— WHAT YOU WILL DO —
Omit every picture while repeating the entries exactly.

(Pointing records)
** Begin **

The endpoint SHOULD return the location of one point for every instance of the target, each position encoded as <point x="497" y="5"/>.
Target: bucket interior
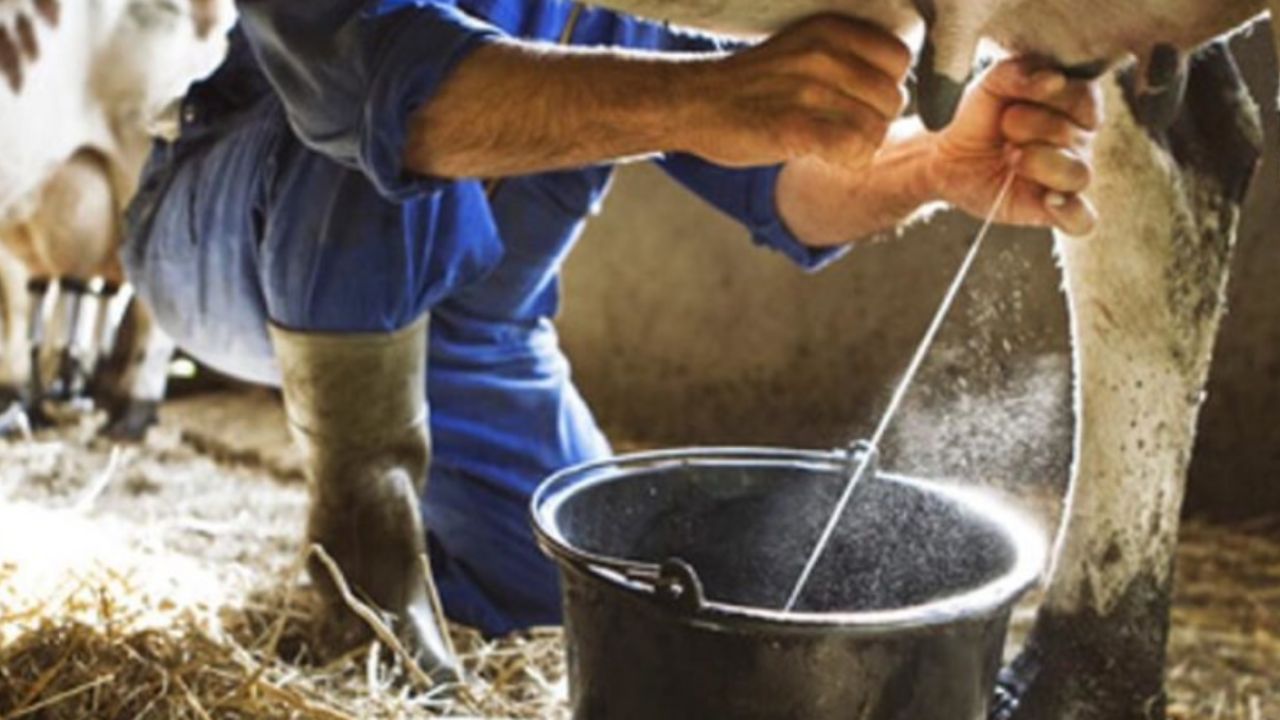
<point x="748" y="527"/>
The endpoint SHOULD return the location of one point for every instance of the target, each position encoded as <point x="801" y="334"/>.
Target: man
<point x="321" y="204"/>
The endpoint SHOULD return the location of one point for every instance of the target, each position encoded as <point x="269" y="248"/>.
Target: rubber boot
<point x="357" y="406"/>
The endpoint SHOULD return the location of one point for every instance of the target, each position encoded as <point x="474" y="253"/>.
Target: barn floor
<point x="163" y="582"/>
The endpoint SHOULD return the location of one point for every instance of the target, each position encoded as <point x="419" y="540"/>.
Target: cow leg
<point x="76" y="313"/>
<point x="132" y="374"/>
<point x="1146" y="294"/>
<point x="14" y="358"/>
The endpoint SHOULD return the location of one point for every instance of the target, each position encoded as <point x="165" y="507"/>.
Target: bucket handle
<point x="675" y="583"/>
<point x="679" y="586"/>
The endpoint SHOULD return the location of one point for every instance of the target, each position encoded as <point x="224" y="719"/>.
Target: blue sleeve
<point x="352" y="72"/>
<point x="748" y="196"/>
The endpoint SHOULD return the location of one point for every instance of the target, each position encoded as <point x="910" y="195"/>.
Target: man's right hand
<point x="828" y="86"/>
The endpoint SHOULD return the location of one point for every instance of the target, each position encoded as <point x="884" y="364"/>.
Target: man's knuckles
<point x="878" y="48"/>
<point x="1023" y="123"/>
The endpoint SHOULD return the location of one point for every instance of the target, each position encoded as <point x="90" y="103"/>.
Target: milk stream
<point x="872" y="447"/>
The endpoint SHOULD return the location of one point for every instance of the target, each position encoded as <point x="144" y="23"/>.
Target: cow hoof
<point x="373" y="531"/>
<point x="1011" y="687"/>
<point x="129" y="420"/>
<point x="14" y="419"/>
<point x="1028" y="689"/>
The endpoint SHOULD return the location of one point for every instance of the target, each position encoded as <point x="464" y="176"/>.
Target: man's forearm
<point x="515" y="108"/>
<point x="826" y="205"/>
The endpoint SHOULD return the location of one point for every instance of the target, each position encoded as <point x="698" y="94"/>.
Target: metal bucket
<point x="675" y="564"/>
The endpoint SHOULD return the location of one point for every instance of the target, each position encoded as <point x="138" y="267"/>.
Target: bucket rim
<point x="1025" y="540"/>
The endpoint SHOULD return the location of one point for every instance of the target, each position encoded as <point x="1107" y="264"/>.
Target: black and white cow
<point x="1146" y="295"/>
<point x="82" y="87"/>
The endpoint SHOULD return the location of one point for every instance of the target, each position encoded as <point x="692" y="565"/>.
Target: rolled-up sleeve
<point x="749" y="196"/>
<point x="352" y="72"/>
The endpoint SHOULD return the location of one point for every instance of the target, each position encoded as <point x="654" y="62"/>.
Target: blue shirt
<point x="348" y="76"/>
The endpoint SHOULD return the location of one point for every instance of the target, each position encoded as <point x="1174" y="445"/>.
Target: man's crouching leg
<point x="357" y="405"/>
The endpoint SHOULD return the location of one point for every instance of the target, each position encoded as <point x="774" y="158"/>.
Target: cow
<point x="81" y="94"/>
<point x="1144" y="290"/>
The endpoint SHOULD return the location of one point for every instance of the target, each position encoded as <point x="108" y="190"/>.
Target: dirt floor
<point x="163" y="582"/>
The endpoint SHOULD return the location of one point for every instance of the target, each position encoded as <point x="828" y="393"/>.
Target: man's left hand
<point x="1033" y="121"/>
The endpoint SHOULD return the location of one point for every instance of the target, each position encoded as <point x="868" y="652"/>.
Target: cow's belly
<point x="757" y="17"/>
<point x="1069" y="31"/>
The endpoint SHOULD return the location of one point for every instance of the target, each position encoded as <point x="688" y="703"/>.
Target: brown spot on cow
<point x="50" y="9"/>
<point x="10" y="60"/>
<point x="205" y="14"/>
<point x="27" y="37"/>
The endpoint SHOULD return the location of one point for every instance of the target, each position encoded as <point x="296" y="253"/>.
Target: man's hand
<point x="827" y="86"/>
<point x="1034" y="121"/>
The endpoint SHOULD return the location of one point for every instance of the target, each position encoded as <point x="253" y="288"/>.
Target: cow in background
<point x="82" y="89"/>
<point x="1146" y="295"/>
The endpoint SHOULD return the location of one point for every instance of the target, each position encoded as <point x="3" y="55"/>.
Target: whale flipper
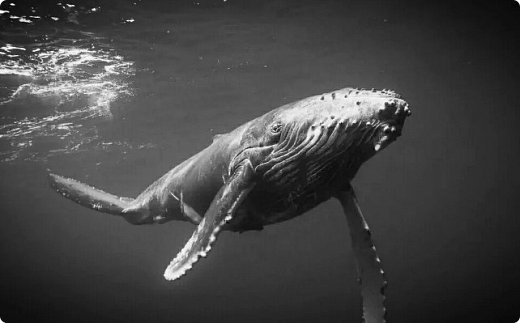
<point x="89" y="196"/>
<point x="369" y="268"/>
<point x="222" y="209"/>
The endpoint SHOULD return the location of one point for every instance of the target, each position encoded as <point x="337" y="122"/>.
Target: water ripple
<point x="56" y="96"/>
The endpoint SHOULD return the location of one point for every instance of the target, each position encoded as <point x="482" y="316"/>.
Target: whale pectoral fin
<point x="89" y="196"/>
<point x="370" y="271"/>
<point x="222" y="209"/>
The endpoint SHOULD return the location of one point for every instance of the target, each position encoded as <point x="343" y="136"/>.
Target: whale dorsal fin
<point x="369" y="267"/>
<point x="222" y="209"/>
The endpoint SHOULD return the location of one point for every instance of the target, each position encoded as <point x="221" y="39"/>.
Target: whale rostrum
<point x="268" y="170"/>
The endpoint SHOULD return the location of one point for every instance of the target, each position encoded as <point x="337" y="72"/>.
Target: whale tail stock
<point x="89" y="196"/>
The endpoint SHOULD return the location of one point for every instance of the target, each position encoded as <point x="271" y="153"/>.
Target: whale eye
<point x="276" y="128"/>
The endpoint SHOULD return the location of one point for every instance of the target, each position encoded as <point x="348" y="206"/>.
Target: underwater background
<point x="116" y="93"/>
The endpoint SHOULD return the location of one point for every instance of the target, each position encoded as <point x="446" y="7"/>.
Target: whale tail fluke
<point x="89" y="196"/>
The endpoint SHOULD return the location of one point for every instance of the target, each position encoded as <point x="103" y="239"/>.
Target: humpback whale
<point x="268" y="170"/>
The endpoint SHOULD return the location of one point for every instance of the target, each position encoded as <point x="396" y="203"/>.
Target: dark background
<point x="442" y="201"/>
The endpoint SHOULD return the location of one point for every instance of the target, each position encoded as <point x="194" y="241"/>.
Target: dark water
<point x="115" y="93"/>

** End **

— WRITTEN ANSWER —
The endpoint SHOULD return the location of one point for every instance of the target, each position encoded as <point x="497" y="5"/>.
Target: bucket interior
<point x="748" y="527"/>
The endpoint SHOULD return the location of one point for every instance of the target, each position encoded as <point x="801" y="334"/>.
Target: man
<point x="321" y="204"/>
The endpoint SHOULD return the location of one point for every instance of the target, each position encoded as <point x="269" y="248"/>.
Target: rubber boot
<point x="357" y="406"/>
The endpoint SHOULD return the location of one point for every instance of the target, each position encoded as <point x="474" y="253"/>.
Target: barn floor
<point x="163" y="582"/>
The endpoint SHOULD return the location of one point for every instance of the target, each position encoded as <point x="419" y="540"/>.
Target: cow leg
<point x="76" y="313"/>
<point x="132" y="374"/>
<point x="1146" y="294"/>
<point x="14" y="358"/>
The endpoint SHOULD return the location of one point for every instance of the target, each position encoded as <point x="165" y="507"/>.
Target: bucket handle
<point x="675" y="583"/>
<point x="679" y="586"/>
The endpoint SHOULD return the location of one point for every instance of the target, each position encoded as <point x="224" y="719"/>.
Target: blue sleeve
<point x="352" y="72"/>
<point x="748" y="196"/>
The endpoint SHOULD return the location of one point for every instance of the target, each position encoded as <point x="910" y="195"/>.
Target: man's right hand
<point x="828" y="86"/>
The endpoint SHOULD return the location of one point for every instance of the target, each position encoded as <point x="884" y="364"/>.
Target: man's knuckles
<point x="878" y="48"/>
<point x="1023" y="123"/>
The endpoint SHOULD return the location of one point for every instance of the target, each position encoded as <point x="90" y="103"/>.
Target: milk stream
<point x="872" y="447"/>
The endpoint SHOULD return the location of one point for every instance of the target, each position encoded as <point x="144" y="23"/>.
Target: cow hoof
<point x="373" y="531"/>
<point x="1011" y="687"/>
<point x="129" y="420"/>
<point x="14" y="419"/>
<point x="1028" y="689"/>
The endpoint SHOULD return the location of one point for every instance of the target, each position encoded as <point x="464" y="176"/>.
Target: man's forearm
<point x="515" y="108"/>
<point x="826" y="205"/>
The endpoint SHOULD return the location of one point for every instance of the target, each position encoded as <point x="698" y="94"/>.
Target: metal bucket
<point x="675" y="564"/>
The endpoint SHOULD return the location of one point for every instance of the target, each position encoded as <point x="138" y="267"/>.
Target: bucket rim
<point x="1025" y="540"/>
The endpoint SHOULD return the location of one point for every instance of the target, each position encoded as <point x="1107" y="264"/>.
Target: black and white cow
<point x="1146" y="295"/>
<point x="82" y="87"/>
The endpoint SHOULD return the location of one point for every instance of the target, each position encoded as <point x="692" y="565"/>.
Target: rolled-up sleeve
<point x="749" y="196"/>
<point x="352" y="72"/>
The endpoint SHOULD return the location of one point for every instance of the target, each position encoded as <point x="654" y="62"/>.
Target: blue shirt
<point x="348" y="76"/>
The endpoint SHOULD return the location of one point for every instance of the target, each position encoded as <point x="1174" y="445"/>.
Target: man's crouching leg
<point x="357" y="405"/>
The endpoint SHOULD return the location of one point for every instance of the target, each position encoded as <point x="774" y="158"/>.
Target: cow
<point x="81" y="94"/>
<point x="1144" y="290"/>
The endpoint SHOULD return the location of one point for every instance of the target, each position encoded as <point x="108" y="190"/>.
Target: dirt floor
<point x="163" y="582"/>
The endpoint SHOULD return the location of one point for every instance of the target, each position encoded as <point x="828" y="393"/>.
Target: man's left hand
<point x="1033" y="121"/>
The endpoint SHOULD return the location of one point for every instance of the target, each position encoded as <point x="868" y="652"/>.
Target: cow's belly
<point x="757" y="17"/>
<point x="1069" y="31"/>
The endpoint SHOULD return the location of one point for every instance of the target, each position encoded as <point x="688" y="703"/>.
Target: brown spot on cow
<point x="50" y="9"/>
<point x="10" y="60"/>
<point x="205" y="14"/>
<point x="27" y="37"/>
The endpoint SHOULD return the location of one point for every instance of the target, each position encoded as <point x="296" y="253"/>.
Target: man's hand
<point x="827" y="86"/>
<point x="1034" y="121"/>
The endpoint SHOULD return the location of one point for every instance of the target, each position encoded as <point x="253" y="288"/>.
Target: cow in background
<point x="82" y="89"/>
<point x="1146" y="295"/>
The endpoint SHOULD return the location of one point for every instance of the target, each position encoded as <point x="3" y="55"/>.
Target: whale flipper
<point x="89" y="196"/>
<point x="369" y="268"/>
<point x="222" y="209"/>
The endpoint SHOULD return the location of one point for every instance of the target, each position encoded as <point x="337" y="122"/>.
Target: water ripple
<point x="56" y="96"/>
The endpoint SHOULD return the location of one point for every instance of the target, each position encoded as <point x="482" y="316"/>.
Target: whale pectoral fin
<point x="89" y="196"/>
<point x="370" y="271"/>
<point x="222" y="209"/>
The endpoint SHOULD return the location of one point for every instance of the target, each position encoded as <point x="343" y="136"/>.
Target: whale dorsal fin
<point x="369" y="267"/>
<point x="222" y="209"/>
The endpoint SHOULD return the location of one point for every instance of the target, each position encoded as <point x="221" y="39"/>.
Target: whale rostrum
<point x="268" y="170"/>
The endpoint SHOULD return the location of one point for every instance of the target, each position encoded as <point x="337" y="72"/>.
Target: whale tail stock
<point x="89" y="196"/>
The endpoint SHOULD return the location of one point for every instance of the target, each position encoded as <point x="271" y="153"/>.
Target: whale eye
<point x="276" y="128"/>
The endpoint SHOULD return the location of one point for every instance of the target, each position encoded as <point x="348" y="206"/>.
Target: underwater background
<point x="116" y="93"/>
The endpoint SHOULD return the location of one point for every instance of the target, each position encoded as <point x="446" y="7"/>.
Target: whale tail fluke
<point x="89" y="196"/>
The endpoint SHOULD return the location of one point for every instance of the target, each position encoded as <point x="103" y="239"/>.
Target: humpback whale
<point x="268" y="170"/>
The endpoint SHOULD return the location of one point for every instance of the target, each position encoded as <point x="396" y="203"/>.
Target: dark background
<point x="442" y="201"/>
The endpoint SHOULD return the location of one point for every instance of the target, each position encoded as <point x="194" y="241"/>.
Target: dark water
<point x="115" y="93"/>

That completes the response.